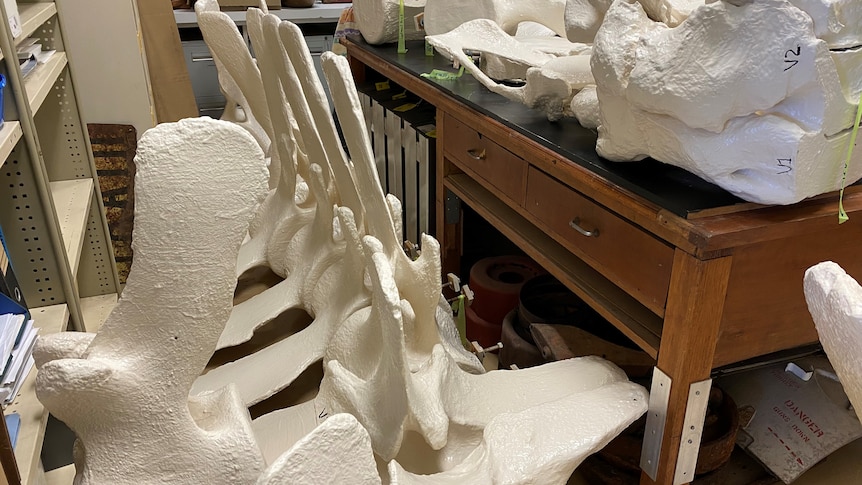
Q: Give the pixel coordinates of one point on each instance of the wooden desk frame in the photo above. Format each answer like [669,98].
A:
[735,287]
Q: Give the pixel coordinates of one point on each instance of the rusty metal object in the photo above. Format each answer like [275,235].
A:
[719,437]
[515,349]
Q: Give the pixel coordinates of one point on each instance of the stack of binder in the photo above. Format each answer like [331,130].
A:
[17,334]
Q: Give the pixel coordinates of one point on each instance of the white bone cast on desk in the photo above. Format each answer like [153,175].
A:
[697,278]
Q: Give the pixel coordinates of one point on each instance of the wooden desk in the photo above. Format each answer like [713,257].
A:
[696,277]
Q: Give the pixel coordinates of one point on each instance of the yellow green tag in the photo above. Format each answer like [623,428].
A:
[402,49]
[443,75]
[461,319]
[405,107]
[842,215]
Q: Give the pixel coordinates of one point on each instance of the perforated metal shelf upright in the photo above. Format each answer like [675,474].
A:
[51,207]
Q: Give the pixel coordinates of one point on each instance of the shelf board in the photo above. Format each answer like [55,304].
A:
[317,13]
[39,82]
[627,314]
[96,309]
[72,200]
[34,416]
[9,136]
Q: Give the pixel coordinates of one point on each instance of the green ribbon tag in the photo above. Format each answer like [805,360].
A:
[443,75]
[842,216]
[402,49]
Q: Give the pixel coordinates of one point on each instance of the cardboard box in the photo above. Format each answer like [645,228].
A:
[796,422]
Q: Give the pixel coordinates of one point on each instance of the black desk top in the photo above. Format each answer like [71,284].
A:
[672,188]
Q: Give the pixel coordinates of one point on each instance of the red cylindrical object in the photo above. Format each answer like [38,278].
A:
[496,283]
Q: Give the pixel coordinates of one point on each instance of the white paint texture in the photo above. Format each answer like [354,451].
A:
[766,124]
[228,49]
[386,333]
[551,81]
[337,452]
[442,16]
[835,301]
[391,354]
[377,20]
[127,395]
[835,21]
[583,19]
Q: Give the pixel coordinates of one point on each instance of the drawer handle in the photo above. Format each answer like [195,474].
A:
[476,155]
[576,225]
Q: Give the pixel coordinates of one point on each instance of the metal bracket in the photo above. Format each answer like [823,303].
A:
[695,413]
[452,208]
[659,397]
[689,445]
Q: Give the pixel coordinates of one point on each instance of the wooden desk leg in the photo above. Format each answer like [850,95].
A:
[691,325]
[448,233]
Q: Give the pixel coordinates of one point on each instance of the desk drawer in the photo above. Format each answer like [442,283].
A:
[501,168]
[633,259]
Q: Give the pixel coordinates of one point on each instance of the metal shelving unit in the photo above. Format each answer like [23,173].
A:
[51,207]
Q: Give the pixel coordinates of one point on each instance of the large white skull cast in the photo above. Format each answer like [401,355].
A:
[770,125]
[441,16]
[378,19]
[835,301]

- Your assignment
Task for the records above: copy every line in which the word "cast" occurs.

- Exercise response
Q: Give the pixel coordinates of one point on each instance of the white bone cast on desk in the photo above. Format each answer like [153,175].
Q: Give the pixel coordinates of one point on each instance of the large white skull cast in the photo above. Format each answer like [401,355].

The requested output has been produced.